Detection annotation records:
◆ ◆ ◆ ◆

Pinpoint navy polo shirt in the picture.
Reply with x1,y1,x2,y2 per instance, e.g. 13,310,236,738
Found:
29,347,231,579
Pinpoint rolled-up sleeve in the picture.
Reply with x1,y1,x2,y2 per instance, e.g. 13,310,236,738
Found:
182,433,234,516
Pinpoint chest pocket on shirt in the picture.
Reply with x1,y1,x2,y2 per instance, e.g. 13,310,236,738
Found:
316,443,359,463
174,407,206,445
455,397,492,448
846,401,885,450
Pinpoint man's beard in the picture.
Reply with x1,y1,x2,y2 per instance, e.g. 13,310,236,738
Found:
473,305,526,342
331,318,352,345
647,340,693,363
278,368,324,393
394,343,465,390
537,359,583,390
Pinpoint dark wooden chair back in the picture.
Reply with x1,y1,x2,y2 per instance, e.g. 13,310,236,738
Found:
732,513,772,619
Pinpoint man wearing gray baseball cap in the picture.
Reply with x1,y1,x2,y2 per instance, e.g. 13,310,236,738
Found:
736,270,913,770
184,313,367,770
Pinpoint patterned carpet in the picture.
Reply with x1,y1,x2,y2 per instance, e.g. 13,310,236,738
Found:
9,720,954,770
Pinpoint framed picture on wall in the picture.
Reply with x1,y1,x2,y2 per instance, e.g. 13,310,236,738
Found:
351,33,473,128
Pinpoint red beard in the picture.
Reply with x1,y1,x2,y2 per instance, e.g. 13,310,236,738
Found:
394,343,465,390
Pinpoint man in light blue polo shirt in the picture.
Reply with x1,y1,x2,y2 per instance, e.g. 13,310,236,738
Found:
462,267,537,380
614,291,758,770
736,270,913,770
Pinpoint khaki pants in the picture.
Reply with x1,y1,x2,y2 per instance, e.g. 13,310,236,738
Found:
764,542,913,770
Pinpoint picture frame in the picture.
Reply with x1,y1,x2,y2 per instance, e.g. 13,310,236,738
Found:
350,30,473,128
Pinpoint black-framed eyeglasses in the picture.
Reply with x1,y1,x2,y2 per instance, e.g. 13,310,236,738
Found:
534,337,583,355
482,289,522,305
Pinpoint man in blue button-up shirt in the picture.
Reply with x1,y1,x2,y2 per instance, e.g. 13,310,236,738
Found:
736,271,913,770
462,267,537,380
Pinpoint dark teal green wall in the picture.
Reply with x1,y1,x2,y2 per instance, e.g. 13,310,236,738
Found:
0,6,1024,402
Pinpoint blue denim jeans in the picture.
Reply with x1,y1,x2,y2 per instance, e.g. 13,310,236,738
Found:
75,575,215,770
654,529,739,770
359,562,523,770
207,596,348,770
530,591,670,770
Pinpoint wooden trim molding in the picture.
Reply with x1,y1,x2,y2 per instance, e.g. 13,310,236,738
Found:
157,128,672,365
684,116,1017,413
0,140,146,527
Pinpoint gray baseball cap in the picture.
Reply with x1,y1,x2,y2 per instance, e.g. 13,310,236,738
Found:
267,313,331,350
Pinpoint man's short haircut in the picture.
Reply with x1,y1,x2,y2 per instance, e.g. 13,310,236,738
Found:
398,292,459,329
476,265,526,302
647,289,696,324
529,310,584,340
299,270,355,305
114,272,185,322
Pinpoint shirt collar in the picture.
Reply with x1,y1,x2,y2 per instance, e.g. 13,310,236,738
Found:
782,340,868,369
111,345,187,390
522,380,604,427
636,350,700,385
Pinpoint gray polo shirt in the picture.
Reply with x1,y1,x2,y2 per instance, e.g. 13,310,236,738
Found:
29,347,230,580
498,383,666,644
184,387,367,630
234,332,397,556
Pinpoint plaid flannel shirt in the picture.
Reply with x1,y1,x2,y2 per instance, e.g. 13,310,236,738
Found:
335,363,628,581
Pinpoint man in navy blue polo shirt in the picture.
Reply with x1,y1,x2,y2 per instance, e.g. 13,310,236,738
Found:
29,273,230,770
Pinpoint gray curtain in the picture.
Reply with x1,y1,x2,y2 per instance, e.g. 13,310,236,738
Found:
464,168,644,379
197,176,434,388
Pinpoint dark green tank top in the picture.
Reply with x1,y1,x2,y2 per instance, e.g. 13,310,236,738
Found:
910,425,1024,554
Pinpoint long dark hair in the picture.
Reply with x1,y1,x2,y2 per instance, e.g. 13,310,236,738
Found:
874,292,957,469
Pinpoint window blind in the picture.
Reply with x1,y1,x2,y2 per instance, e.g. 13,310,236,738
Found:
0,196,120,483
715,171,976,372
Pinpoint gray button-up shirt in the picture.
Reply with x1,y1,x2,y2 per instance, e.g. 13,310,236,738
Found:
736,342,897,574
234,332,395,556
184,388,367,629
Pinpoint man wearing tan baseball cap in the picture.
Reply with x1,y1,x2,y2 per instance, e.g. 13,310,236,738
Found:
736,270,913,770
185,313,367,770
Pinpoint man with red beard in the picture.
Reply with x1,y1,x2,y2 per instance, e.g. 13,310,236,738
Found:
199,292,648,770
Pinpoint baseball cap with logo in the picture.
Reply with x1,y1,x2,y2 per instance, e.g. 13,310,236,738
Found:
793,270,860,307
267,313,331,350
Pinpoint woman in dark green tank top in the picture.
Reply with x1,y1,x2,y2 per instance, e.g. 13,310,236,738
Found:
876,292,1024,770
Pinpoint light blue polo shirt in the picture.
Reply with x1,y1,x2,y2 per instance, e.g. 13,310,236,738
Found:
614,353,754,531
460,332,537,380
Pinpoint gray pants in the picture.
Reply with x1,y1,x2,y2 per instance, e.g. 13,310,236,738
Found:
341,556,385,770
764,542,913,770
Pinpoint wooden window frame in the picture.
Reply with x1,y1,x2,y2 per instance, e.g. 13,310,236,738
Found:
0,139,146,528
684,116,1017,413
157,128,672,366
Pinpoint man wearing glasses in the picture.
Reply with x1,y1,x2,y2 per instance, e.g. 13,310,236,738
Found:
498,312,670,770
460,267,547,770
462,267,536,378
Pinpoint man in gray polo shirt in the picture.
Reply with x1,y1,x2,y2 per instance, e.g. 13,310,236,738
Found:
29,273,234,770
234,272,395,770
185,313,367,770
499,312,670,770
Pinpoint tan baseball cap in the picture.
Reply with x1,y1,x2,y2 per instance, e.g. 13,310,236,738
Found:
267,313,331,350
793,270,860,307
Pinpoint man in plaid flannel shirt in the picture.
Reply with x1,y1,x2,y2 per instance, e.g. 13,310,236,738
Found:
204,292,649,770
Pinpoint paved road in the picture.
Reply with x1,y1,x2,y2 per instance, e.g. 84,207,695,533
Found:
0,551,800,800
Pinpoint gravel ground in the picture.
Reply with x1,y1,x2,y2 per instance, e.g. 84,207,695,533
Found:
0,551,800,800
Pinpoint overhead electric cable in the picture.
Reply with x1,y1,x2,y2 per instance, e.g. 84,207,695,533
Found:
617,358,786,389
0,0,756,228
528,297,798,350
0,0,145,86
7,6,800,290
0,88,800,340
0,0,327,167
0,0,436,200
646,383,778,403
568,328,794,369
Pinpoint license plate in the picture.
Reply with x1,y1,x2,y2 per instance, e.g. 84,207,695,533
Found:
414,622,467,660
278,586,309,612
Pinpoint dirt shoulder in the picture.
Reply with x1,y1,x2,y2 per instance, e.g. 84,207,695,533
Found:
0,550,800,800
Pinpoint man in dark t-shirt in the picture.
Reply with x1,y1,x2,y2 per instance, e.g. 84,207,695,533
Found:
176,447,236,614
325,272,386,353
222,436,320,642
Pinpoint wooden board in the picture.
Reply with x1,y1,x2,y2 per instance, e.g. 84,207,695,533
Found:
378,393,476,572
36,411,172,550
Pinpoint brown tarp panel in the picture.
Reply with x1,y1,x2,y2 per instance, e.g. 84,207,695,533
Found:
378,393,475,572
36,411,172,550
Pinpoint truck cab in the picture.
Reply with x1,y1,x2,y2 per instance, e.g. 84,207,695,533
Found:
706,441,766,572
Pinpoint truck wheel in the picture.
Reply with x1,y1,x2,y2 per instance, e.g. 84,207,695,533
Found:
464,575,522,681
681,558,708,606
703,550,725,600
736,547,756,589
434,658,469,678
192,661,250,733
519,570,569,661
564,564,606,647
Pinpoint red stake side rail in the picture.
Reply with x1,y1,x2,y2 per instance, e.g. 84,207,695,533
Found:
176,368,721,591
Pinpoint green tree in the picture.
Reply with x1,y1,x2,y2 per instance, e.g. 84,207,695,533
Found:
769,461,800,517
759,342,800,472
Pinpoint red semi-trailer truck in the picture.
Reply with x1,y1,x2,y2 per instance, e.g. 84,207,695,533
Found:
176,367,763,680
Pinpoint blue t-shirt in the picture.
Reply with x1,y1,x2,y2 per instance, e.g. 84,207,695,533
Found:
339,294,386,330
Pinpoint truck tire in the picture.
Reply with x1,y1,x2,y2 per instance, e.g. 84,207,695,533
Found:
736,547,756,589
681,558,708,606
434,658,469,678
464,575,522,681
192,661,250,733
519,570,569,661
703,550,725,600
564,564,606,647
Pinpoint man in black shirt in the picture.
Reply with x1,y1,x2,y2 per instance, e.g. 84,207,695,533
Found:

◆ ◆ ◆ ◆

▶ _SET EXERCISE_: Reproduce the stretch of lines from the one containing "Pinpoint gray button-up shirt in the picture." through the one containing "460,332,537,380", both included, without changing a character.

▶ _RESPONSE FOR THIS EXERCISE_:
Pinpoint gray button-up shirt in the picture.
Reply with x1,y1,x2,y2 per instance, e.g. 13,310,236,738
Found:
736,342,897,574
234,332,395,556
184,388,367,629
Pinpoint man wearing tan baseball cap in the picture.
Reply with x1,y1,x2,y2 per instance, e.g. 13,310,236,738
Found:
736,270,913,770
185,313,367,770
Pinpoint man with red beard in the picture.
Reply with x1,y1,x2,y2 per instance, e.g. 13,310,236,738
Found:
199,292,648,770
Pinpoint baseball cap with logo in the picture.
Reply with x1,y1,x2,y2 per instance, e.g. 13,310,236,738
Found:
793,270,860,307
267,313,331,350
Pinpoint woman in dark green tank top in the picture.
Reply with x1,y1,x2,y2 per instance, e.g. 13,310,236,738
Found:
876,292,1024,770
Pinpoint light blue polo shirt in the picture.
Reply with x1,y1,x2,y2 per instance, e.g. 13,310,236,738
Found:
614,353,754,531
460,332,537,380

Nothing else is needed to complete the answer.